┌────────

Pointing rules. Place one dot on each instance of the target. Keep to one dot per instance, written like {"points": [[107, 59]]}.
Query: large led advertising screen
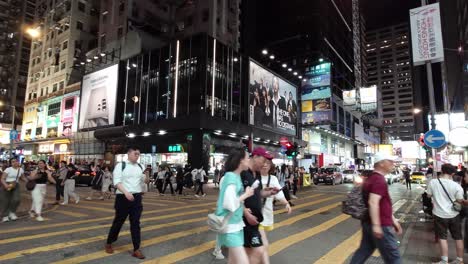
{"points": [[98, 98], [273, 101]]}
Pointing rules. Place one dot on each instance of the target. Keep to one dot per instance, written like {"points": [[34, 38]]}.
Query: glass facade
{"points": [[189, 76]]}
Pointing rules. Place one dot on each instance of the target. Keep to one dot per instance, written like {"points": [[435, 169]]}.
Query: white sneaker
{"points": [[218, 254], [13, 216]]}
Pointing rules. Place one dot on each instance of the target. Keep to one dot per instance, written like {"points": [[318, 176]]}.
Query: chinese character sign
{"points": [[426, 34]]}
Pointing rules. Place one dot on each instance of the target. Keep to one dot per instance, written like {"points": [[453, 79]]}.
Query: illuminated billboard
{"points": [[98, 98], [273, 101]]}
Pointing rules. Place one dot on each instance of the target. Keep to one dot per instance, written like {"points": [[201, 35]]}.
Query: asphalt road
{"points": [[174, 231]]}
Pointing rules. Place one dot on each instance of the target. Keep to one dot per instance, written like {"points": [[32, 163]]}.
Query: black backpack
{"points": [[355, 204]]}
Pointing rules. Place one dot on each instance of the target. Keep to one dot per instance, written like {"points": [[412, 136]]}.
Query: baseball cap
{"points": [[259, 151], [381, 156]]}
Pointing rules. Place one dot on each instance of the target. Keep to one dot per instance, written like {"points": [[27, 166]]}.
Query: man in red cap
{"points": [[253, 205]]}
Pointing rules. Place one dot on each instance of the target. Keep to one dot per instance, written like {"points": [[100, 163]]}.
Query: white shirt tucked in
{"points": [[442, 204], [268, 207], [132, 177], [13, 174]]}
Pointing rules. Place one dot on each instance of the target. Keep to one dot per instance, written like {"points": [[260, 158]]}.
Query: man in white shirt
{"points": [[10, 195], [128, 179], [445, 217]]}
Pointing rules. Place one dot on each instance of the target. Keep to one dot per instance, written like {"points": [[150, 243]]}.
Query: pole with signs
{"points": [[427, 46]]}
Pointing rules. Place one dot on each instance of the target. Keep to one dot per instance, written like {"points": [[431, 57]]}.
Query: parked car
{"points": [[349, 175], [329, 175], [84, 175], [418, 177]]}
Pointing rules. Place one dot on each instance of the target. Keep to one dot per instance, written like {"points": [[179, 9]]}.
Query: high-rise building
{"points": [[138, 26], [389, 67], [67, 30], [14, 57]]}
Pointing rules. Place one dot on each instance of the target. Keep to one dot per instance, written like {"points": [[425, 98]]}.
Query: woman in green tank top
{"points": [[230, 202]]}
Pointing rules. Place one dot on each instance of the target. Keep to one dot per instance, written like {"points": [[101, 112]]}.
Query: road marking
{"points": [[72, 214], [183, 254], [22, 229], [75, 230], [284, 243], [341, 252], [193, 251], [129, 247], [22, 253]]}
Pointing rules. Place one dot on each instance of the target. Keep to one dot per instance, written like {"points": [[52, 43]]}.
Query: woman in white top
{"points": [[269, 180]]}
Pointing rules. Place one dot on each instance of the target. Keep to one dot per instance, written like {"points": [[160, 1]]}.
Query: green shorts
{"points": [[235, 239]]}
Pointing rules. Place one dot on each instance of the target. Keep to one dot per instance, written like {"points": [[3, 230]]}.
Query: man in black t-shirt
{"points": [[253, 205]]}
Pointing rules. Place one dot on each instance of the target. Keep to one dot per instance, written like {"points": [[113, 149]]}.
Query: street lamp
{"points": [[13, 109]]}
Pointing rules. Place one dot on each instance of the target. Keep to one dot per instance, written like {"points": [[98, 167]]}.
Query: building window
{"points": [[205, 15], [79, 25], [81, 6], [119, 32]]}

└────────

## What you need to do
Pictures in the data above should not be copied; transcribe everything else exactly.

## Completed task
Pointing rules. Place one dot on each instance of the target. Keep to one dot per instance, written like {"points": [[107, 59]]}.
Query: large led advertising screen
{"points": [[98, 98], [273, 101]]}
Pointing rules. Place one dot on each instance of the target. Keep to one dot per instance, written like {"points": [[34, 38]]}.
Query: glass facade
{"points": [[189, 76]]}
Pointing rules. Place one dot on each instance of the target. Keep to one dot per instance, written like {"points": [[435, 169]]}.
Query: white sneaker
{"points": [[218, 254], [13, 216]]}
Pointing rules. Place one dot on each instance of the target. Keep to one dot per instance, written like {"points": [[318, 176]]}.
Query: chinese character sign
{"points": [[426, 34]]}
Pointing rules. Place one dot on each instance of the target. Keep to one dot per instance, written like {"points": [[453, 79]]}.
Query: illuminated billboard
{"points": [[98, 98], [273, 101]]}
Pointing rules. Place one dot on each instance of the target. Keep to one dot per instance, written like {"points": [[201, 35]]}.
Query: asphalt road
{"points": [[174, 231]]}
Pointing rules. Place one dot on each instance of the target. Keep to one dot per instance, written like {"points": [[32, 163]]}.
Query: black backpack
{"points": [[355, 204]]}
Pointing rules. Place one dot on each instance of the target. Keep to one dot per instance, written like {"points": [[412, 136]]}.
Query: baseball cap
{"points": [[259, 151], [381, 156]]}
Pointing rules. Place one dot on each instance of the target. Keep to one dot per instance, written like {"points": [[27, 166]]}.
Query: man in red cap
{"points": [[253, 205]]}
Pointing rules. Place one dot on each instance of the target. Keep to one dot per instance, written like {"points": [[100, 163]]}.
Query: white shirt tucked in
{"points": [[442, 204], [268, 207], [132, 177], [13, 174]]}
Pointing rules. Place one dot on each instance of the target. Keep to one dot per instance, written like {"points": [[260, 158]]}.
Query: man in white shirt
{"points": [[10, 195], [128, 179], [445, 217]]}
Pointing rules. Place one dot on each instance of the target. Keep to one dot per instance, written like {"points": [[150, 243]]}.
Query: pole with signs
{"points": [[427, 46]]}
Pointing rules. Place one dot on each instance of the target. Keep to one dot per instance, written like {"points": [[431, 57]]}.
Query: parked car
{"points": [[349, 175], [329, 175], [84, 175], [418, 177]]}
Pointing rules. Place one dot on each instance of the target. Keep to one dot per instance, written like {"points": [[179, 9]]}.
Query: high-rise building
{"points": [[138, 26], [389, 67], [67, 30], [14, 57]]}
Pointing rules. Place one dot on each instance of the target. Keep to one dot per instance, written like {"points": [[425, 98]]}.
Query: woman in green tank top
{"points": [[230, 202]]}
Pointing rules. Place one dot on each instance of the target. Keep to one dot per instance, written like {"points": [[101, 112]]}.
Query: road marking
{"points": [[72, 214], [183, 254], [22, 229], [75, 230], [284, 243], [341, 252], [193, 251], [129, 247], [22, 253]]}
Pointing rules. Place one dot on each instance of the target. Keep to one dot per instance, written like {"points": [[52, 43]]}.
Query: woman in white top
{"points": [[269, 180]]}
Pointing rules. Place one dot on each instance of the target. Keep to one dot per instance, written like {"points": [[160, 1]]}.
Query: green shorts
{"points": [[235, 239]]}
Pointing rules. Place one dot on each instance of the target. Keep to one dot per instance, written like {"points": [[3, 230]]}.
Query: man in black t-shirt
{"points": [[253, 205]]}
Pointing rules. Place one dot on each instance of the target. Keep to one dot per instance, written like {"points": [[113, 149]]}.
Query: street lamp
{"points": [[13, 109]]}
Pointing rules. Place one dot on each instance of the target. Keep to one dot per instance, written like {"points": [[98, 167]]}.
Query: building window
{"points": [[205, 15], [79, 25], [81, 6], [119, 32]]}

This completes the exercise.